Reproduce every line of the material below word for word, omitting the pictures.

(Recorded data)
====
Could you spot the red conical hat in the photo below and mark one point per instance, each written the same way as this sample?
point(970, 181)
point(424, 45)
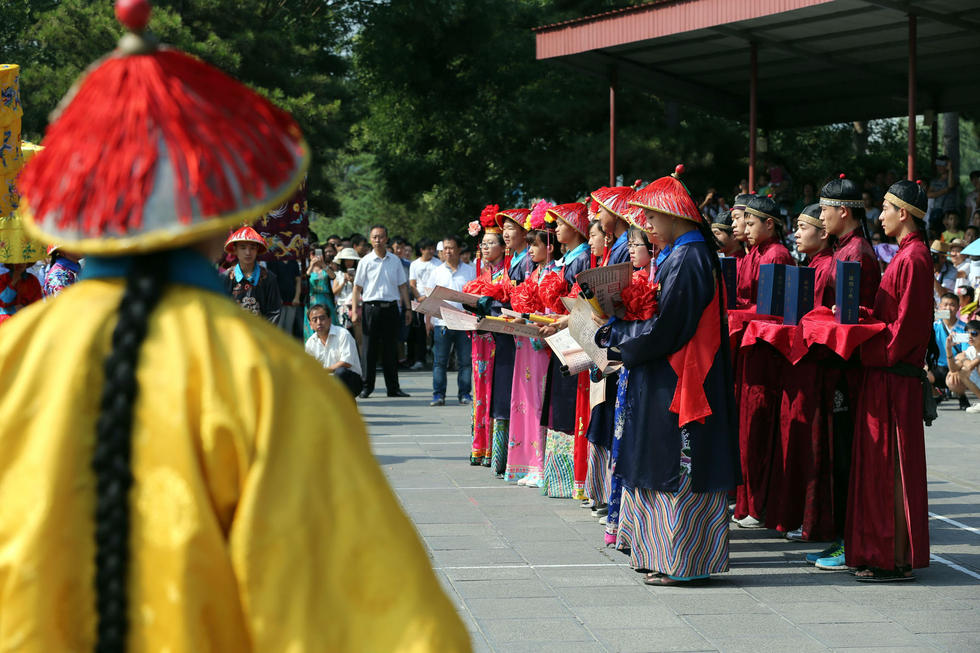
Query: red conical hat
point(246, 235)
point(636, 217)
point(154, 149)
point(574, 214)
point(614, 199)
point(517, 215)
point(668, 195)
====
### RESULT FOR THIS EXERCISE
Could you spot the red conical hat in the photo below and mark one point per instance, each written the same way as this sample?
point(970, 181)
point(424, 45)
Query: red conical hat
point(246, 235)
point(636, 217)
point(154, 149)
point(574, 214)
point(614, 199)
point(517, 215)
point(668, 195)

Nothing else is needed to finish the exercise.